▶ _Task goal_
Identify each line in the records below that contains the string "ceramic", treating uppercase and lowercase as different, and copy every such line in full.

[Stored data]
★ ★ ★ ★ ★ ★ ★

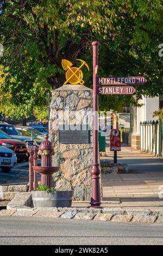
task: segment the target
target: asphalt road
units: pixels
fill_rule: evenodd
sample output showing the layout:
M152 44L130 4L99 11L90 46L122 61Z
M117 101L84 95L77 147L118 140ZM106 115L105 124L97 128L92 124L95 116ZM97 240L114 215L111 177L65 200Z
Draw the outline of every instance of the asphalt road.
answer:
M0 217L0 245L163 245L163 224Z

★ ★ ★ ★ ★ ★ ★

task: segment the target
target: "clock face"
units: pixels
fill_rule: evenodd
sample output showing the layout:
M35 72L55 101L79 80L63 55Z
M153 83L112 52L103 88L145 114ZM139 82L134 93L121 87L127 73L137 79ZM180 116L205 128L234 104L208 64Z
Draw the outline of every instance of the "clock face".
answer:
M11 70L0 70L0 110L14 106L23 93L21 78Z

★ ★ ★ ★ ★ ★ ★

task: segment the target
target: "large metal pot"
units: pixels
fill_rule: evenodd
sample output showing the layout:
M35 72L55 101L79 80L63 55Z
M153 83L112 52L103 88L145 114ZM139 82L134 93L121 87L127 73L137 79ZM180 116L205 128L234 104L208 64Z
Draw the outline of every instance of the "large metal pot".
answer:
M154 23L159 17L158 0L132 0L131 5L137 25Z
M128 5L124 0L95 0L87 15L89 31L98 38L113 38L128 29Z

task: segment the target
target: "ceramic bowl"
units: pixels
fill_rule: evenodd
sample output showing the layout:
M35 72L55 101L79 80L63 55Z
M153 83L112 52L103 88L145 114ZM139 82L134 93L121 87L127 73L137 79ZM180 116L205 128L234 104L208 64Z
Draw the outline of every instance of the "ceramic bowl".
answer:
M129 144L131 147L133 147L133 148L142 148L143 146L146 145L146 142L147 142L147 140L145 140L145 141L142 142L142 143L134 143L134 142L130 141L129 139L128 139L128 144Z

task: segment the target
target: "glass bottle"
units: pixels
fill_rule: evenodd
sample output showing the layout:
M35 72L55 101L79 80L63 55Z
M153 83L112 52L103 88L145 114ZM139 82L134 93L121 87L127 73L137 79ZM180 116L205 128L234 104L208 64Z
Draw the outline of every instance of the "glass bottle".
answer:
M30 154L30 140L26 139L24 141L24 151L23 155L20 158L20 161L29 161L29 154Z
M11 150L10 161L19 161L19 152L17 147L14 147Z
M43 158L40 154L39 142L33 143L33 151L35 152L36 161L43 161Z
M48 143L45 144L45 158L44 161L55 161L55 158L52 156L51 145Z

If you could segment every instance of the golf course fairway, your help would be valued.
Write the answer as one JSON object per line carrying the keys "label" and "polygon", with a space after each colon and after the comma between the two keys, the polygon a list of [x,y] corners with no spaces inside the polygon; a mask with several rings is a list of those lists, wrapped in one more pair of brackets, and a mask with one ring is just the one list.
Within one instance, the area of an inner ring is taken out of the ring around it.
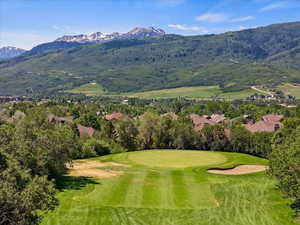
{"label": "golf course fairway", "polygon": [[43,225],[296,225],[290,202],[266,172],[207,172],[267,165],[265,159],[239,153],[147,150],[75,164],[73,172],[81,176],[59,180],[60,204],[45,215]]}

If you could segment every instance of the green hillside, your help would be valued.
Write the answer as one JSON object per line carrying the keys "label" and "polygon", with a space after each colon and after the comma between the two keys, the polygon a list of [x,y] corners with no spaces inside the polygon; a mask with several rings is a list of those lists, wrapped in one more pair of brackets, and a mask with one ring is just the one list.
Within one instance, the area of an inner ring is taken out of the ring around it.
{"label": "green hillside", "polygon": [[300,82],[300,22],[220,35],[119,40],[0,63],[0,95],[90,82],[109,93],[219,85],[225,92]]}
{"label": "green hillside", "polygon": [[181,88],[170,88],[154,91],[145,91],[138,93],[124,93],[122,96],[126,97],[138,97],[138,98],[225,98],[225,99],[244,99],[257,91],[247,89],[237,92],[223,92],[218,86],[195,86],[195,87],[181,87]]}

★ ★ ★ ★ ★ ★ ★

▶ _The result_
target: "ceramic bowl"
Draw the outline of every instance of the "ceramic bowl".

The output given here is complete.